• DIRECTIONS: Below is some material; transcribe all of it exactly.

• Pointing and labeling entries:
-.-.-
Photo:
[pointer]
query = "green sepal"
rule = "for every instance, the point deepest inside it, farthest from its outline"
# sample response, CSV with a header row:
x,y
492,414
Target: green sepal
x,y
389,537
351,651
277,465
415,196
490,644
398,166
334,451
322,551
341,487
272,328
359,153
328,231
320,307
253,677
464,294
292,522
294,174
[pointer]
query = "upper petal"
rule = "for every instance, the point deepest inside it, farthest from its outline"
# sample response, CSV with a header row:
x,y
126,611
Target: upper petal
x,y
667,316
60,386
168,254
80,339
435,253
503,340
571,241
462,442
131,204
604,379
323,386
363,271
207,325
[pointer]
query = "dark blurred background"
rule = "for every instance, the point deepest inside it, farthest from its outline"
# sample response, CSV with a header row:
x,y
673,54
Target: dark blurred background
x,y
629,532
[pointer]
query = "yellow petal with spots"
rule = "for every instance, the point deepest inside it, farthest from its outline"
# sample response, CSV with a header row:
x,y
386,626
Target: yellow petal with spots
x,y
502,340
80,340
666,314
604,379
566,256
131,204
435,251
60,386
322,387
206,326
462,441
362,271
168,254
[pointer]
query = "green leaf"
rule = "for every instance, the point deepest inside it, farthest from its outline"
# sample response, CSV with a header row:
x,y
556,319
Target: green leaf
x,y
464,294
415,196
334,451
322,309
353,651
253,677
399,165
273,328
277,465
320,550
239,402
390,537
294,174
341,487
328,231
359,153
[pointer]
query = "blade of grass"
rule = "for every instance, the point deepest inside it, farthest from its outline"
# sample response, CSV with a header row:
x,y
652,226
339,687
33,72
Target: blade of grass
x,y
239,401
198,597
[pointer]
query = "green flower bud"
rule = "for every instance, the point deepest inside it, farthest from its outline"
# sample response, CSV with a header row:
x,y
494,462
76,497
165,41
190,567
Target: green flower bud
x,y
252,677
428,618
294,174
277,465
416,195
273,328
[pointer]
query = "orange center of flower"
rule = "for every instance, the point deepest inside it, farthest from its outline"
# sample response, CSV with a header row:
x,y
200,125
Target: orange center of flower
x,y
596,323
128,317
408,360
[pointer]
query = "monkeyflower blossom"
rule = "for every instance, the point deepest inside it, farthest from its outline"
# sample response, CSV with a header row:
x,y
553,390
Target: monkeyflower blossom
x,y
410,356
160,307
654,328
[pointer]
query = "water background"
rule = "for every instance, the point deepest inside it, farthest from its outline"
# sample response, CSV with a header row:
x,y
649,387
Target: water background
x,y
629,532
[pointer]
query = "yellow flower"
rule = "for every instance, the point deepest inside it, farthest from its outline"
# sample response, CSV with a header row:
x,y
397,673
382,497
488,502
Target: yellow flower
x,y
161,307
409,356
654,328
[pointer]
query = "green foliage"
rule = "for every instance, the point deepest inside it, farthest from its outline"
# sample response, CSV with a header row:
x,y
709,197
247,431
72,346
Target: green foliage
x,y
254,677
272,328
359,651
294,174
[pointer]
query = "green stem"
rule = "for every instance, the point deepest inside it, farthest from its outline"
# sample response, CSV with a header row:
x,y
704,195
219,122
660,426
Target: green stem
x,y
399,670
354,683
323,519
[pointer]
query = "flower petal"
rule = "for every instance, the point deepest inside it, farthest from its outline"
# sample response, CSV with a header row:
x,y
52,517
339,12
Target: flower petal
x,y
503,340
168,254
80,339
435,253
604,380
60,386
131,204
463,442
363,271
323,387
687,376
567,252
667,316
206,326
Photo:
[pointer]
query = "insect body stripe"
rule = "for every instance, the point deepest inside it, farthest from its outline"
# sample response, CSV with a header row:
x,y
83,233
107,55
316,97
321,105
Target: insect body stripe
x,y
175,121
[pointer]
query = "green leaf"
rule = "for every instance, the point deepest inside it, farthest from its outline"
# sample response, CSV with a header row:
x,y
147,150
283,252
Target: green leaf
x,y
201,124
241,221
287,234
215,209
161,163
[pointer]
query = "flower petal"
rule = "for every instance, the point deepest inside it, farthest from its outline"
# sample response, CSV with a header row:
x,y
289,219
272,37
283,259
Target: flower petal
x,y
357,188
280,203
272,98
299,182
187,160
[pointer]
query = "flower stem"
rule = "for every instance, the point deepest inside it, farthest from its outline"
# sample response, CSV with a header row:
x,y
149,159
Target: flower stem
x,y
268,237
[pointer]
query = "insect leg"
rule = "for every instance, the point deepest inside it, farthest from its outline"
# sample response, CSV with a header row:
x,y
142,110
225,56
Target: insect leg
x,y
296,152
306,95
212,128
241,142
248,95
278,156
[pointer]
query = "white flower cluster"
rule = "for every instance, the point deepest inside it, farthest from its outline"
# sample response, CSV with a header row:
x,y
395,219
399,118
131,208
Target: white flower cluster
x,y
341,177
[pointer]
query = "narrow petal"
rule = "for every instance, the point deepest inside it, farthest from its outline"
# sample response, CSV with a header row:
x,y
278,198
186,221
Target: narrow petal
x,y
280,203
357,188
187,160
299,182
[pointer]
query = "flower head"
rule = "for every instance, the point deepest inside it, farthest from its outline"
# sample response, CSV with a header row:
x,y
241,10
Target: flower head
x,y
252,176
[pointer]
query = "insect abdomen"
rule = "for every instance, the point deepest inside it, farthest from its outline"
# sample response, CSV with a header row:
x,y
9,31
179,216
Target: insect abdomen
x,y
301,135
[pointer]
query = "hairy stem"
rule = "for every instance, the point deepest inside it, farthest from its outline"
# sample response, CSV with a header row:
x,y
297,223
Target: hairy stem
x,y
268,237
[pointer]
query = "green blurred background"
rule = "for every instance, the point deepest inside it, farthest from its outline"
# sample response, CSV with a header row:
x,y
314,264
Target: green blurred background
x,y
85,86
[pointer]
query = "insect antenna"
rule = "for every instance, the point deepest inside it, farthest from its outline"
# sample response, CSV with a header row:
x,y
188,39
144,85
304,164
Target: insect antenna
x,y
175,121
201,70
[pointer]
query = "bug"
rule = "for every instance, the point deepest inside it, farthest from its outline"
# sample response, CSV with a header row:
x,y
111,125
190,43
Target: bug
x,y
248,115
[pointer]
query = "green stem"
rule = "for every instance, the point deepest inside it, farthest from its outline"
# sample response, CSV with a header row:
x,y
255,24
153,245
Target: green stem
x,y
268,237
-.-.-
• CORRECT RESULT:
Photo:
[pointer]
query = "green sepal"
rule = "for every instance, the point deepest inside it, farthest from its outline"
# sample response, CSV with a header row:
x,y
492,414
Target: green sepal
x,y
389,537
351,651
277,465
415,196
490,644
398,166
334,451
322,551
341,487
272,328
359,153
328,231
320,307
253,677
464,294
292,522
294,174
[pointer]
query = "upper petal"
rule = "for every instance, the point deepest inside it, farthest from its outline"
# sample response, CSV with a header row:
x,y
126,611
Target: upper petal
x,y
667,316
60,386
168,254
80,339
435,253
503,340
571,241
462,442
131,204
604,379
323,386
363,271
207,325
[pointer]
query = "dark blurred background"
rule = "for every instance, the point deepest inside it, farthest from its outline"
# sample response, CSV with a header row:
x,y
673,54
Target: dark blurred background
x,y
629,532
[pointer]
query = "yellow petal with spots"
rule = "for every instance, the point deepest inside it, farthest from its outline"
# sample response, CSV with a header row:
x,y
386,626
Target: yellow petal with spots
x,y
502,340
80,340
666,314
604,379
566,256
131,204
435,251
60,386
322,387
206,326
462,441
362,271
168,254
[pointer]
query = "green leaf"
rule = "for every instance, the point deepest inside it, farthest from its outline"
# sample response, CSV with a header row:
x,y
556,319
Target: green leaf
x,y
464,294
415,196
334,451
322,309
353,651
253,677
399,165
273,328
277,465
320,550
239,402
390,537
294,174
341,487
328,231
359,153
[pointer]
query = "blade of grass"
rule = "for every instance, the point deepest inside it, farthest from its outline"
# sample response, CSV with a header row:
x,y
652,226
339,687
33,72
Target: blade of grass
x,y
239,401
198,597
[pointer]
query = "green flower bud"
rule = "for every instance, the point deepest inside it, farthest from its outline"
# sample response, CSV with a header row:
x,y
494,462
76,497
165,41
190,567
Target: green flower bud
x,y
252,677
428,618
294,174
277,465
416,195
273,328
[pointer]
query = "orange center of flower"
rule = "for every instance, the point deepest inside it, farthest from its outline"
# sample response, CSV with a header row:
x,y
200,125
Target: orange center of flower
x,y
596,323
128,317
408,360
[pointer]
query = "monkeyflower blossom"
rule = "for every instance, the point deepest inside it, farthest from its outline"
# sample response, CSV with a header row:
x,y
553,390
Target: monkeyflower blossom
x,y
410,356
160,307
654,328
[pointer]
query = "water background"
rule = "for every instance, the point deepest inside it, farthest from its outline"
# sample response, CSV with a header row:
x,y
649,387
Target: water background
x,y
629,532
[pointer]
query = "yellow flower"
rule = "for every instance, the point deepest inside it, farthest from its outline"
# sample response, CSV with a header row:
x,y
397,673
382,497
488,502
Target: yellow flower
x,y
161,307
409,356
654,328
[pointer]
query = "green foliage"
rule = "for every instance, the point deepest inside it, farthest from its outline"
# sample response, CSV with a header row:
x,y
709,197
247,431
72,346
Target: green foliage
x,y
254,677
272,328
359,651
294,174
[pointer]
query = "green stem"
rule = "for every instance, the point deepest inside it, farthest from its outline"
# sample response, CSV with a header row:
x,y
704,195
219,122
660,426
Target: green stem
x,y
399,670
354,683
323,519
[pointer]
query = "flower petal"
rule = "for every instance, the point deepest inside it, farthest from its outline"
# sample response, CSV with a header row:
x,y
52,517
339,12
Target: flower petal
x,y
503,340
168,254
80,339
435,253
604,380
60,386
131,204
463,442
363,271
323,387
687,376
567,252
667,316
206,326
Photo:
[pointer]
query = "insect body stripe"
rule = "for every instance, the point deepest inside it, farthest from its outline"
# sample response, CSV with a header row:
x,y
83,233
107,55
316,97
321,105
Target: insect body stripe
x,y
175,121
[pointer]
query = "green leaf"
rule = "for every instance, the point deepest inside it, farthest from its outline"
# sample response, CSV with a header row:
x,y
147,150
283,252
Target: green leaf
x,y
201,124
241,221
287,234
215,209
161,163
[pointer]
query = "flower petal"
rule = "for every instance, the point deepest inside it, farthest from its outline"
# sample response, CSV with a header row:
x,y
289,219
272,37
283,259
Target: flower petal
x,y
357,188
280,203
272,98
299,182
187,160
[pointer]
query = "flower stem"
rule = "for every instance, the point deepest inside it, farthest from its outline"
# sample response, CSV with a header row:
x,y
149,159
Target: flower stem
x,y
268,237
[pointer]
query = "insect leg"
rule = "for every instance, the point deepest inside it, farthest from its outline"
# sample response, CSV with a header row:
x,y
142,110
225,56
Target: insect leg
x,y
296,152
306,95
212,128
241,142
248,95
278,156
[pointer]
query = "white flower cluster"
rule = "for every instance, the point deepest inside it, farthest from its outline"
# sample response, CSV with a header row:
x,y
395,219
399,118
131,208
Target: white flower cluster
x,y
341,177
[pointer]
query = "narrow petal"
rule = "for every instance, the point deepest inside it, farthest from its outline"
# sample response, CSV with a header row:
x,y
278,198
186,221
Target: narrow petal
x,y
280,203
357,188
187,160
299,182
[pointer]
query = "flower head"
rule = "for every instance, the point deepest inside it, farthest from its outline"
# sample response, CSV with a header row:
x,y
241,10
Target: flower head
x,y
252,176
[pointer]
query = "insect abdomen"
rule = "for every instance, the point deepest inside it, farthest from its outline"
# sample response, CSV with a header row:
x,y
9,31
179,216
Target: insect abdomen
x,y
301,135
[pointer]
query = "hairy stem"
rule = "for every instance, the point deepest inside it, farthest from its outline"
# sample response, CSV with a header row:
x,y
297,223
Target: hairy stem
x,y
268,237
[pointer]
query = "green blurred background"
rule = "for every instance, the point deepest inside it, farthest from its outline"
# sample response, CSV with a header row:
x,y
314,264
Target: green blurred background
x,y
85,86
[pointer]
query = "insect antenna"
rule = "for every instance, the point deepest inside it, farthest from its outline"
# sample response, CSV with a header row:
x,y
188,39
144,85
304,164
Target: insect antenna
x,y
175,121
201,70
[pointer]
query = "bug"
rule = "for every instance, the point deepest inside it, farthest from its outline"
# sample response, CSV with a header row:
x,y
111,125
190,43
Target: bug
x,y
248,115
[pointer]
query = "green stem"
rule = "for every instance, the point deepest inside it, farthest from its outline"
# sample response, CSV with a header row:
x,y
255,24
153,245
Target: green stem
x,y
268,237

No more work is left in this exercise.